"""

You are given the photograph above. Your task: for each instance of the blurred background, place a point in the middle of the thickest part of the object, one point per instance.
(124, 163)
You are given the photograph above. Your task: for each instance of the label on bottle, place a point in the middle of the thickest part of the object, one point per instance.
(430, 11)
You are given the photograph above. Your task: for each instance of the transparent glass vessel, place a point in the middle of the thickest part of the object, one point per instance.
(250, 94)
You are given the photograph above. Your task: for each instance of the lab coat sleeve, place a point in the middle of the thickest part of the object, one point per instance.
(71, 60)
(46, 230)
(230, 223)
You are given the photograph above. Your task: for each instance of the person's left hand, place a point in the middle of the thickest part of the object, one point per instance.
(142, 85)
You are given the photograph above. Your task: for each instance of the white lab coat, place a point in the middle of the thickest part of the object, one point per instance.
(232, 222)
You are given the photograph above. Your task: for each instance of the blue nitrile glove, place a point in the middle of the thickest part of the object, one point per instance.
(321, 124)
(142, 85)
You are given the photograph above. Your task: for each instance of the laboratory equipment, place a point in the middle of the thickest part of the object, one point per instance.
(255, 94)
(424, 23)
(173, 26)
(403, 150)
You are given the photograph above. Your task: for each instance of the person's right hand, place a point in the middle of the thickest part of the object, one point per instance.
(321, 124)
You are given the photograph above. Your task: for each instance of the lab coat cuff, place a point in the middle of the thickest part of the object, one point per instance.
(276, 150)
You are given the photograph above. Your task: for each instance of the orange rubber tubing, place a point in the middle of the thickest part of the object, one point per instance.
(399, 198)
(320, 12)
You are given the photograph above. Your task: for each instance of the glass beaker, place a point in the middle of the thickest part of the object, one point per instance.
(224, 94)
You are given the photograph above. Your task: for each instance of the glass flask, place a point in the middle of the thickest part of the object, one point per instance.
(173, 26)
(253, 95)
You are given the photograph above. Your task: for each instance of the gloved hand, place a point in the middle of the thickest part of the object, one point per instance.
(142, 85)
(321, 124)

"""

» **Direction**
Copy out all the entries shown above, character for character.

» **Result of this exercise**
You are given the photograph above. Your task: for each instance of the blurred background, place a point in the middle of the thickest part of the object, one point per instance.
(124, 163)
You are given the photograph above. Your task: for each instance of the label on bottle, place a point in the middle of the thickest part of the object, one point per instance.
(430, 11)
You are given the photograph above. Your task: for each instance of the transparent glass vessel, place a point in the middle of the thickest part of the object, one point per instance.
(250, 94)
You are given the photograph above. Your task: for each instance of the lab coat sleeve, place a point in the middle of the thickest part of the object, one point per instance.
(71, 60)
(46, 230)
(230, 223)
You are given the photograph above. Your task: for each instance of the person's left hand, place a point in the middle of the thickest part of the object, one point per instance.
(142, 85)
You are given the photograph above. Your task: for each instance of the white lab coat, place a point in the middle of the thickest part of the object, one point per instance.
(232, 222)
You are given the photograph above. Your task: for each instance of the blue nitrile glove, place a point in the middle of the thickest part of the object, one point per instance.
(321, 124)
(142, 85)
You are given the photograph above. Your task: for each instance of the laboratory equipment, place a point in the middle of the thickest part of the object, one point per instance.
(255, 94)
(424, 23)
(173, 26)
(403, 150)
You are given the photograph above. Your task: for each instance of the person's right hand, place a point in the middle of the thickest part of the object, one point per instance.
(321, 124)
You are given the photograph above. Your task: for each instance of the lab coat cuff, place a point in the middle of the thickest part of the object, one point per instance.
(276, 150)
You are given the photograph above. Your task: for each instance of the orange rubber tubing, place a point in the middle of the thickest part of the object, one point per instance.
(399, 198)
(320, 12)
You are given the photograph above. Your task: for each instance of the glass beaker, place a point in the middle of the thickest part of the object, one point per instance.
(224, 94)
You are given the photograph above. Your task: for each instance of the glass flask, place a point in the middle of the thickest part of the object, one point per instance.
(173, 26)
(253, 95)
You are given the photograph above. Your task: for each instance of the gloved hand, place a point in the middle of the thickest part of the object, one point per instance.
(142, 85)
(321, 124)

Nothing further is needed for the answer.